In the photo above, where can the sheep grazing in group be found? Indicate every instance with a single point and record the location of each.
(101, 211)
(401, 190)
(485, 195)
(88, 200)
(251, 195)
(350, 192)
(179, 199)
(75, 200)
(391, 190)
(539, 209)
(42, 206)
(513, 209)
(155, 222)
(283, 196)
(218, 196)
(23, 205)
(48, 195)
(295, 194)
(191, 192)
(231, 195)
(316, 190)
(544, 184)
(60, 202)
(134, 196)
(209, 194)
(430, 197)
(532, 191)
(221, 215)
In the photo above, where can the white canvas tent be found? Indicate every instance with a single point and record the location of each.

——

• Work to do: Revise all of the data above, replacing "Indicate every instance" with "Mark each occurrence" wherever it occurs and leaving every other line unchanged.

• Solution to the exercise:
In the photo above, where can the sheep grazing in group be found? Mark each occurrence with a single point and record the location of each.
(101, 211)
(401, 190)
(485, 195)
(88, 200)
(251, 195)
(350, 192)
(179, 199)
(75, 200)
(391, 190)
(539, 209)
(42, 206)
(513, 209)
(155, 222)
(283, 196)
(218, 196)
(23, 205)
(48, 195)
(295, 194)
(191, 192)
(231, 195)
(316, 190)
(544, 184)
(60, 202)
(134, 196)
(209, 194)
(430, 197)
(532, 191)
(221, 215)
In the photo above, where can the white canvas tent be found? Mark each occurrence with a single point and record the location of each.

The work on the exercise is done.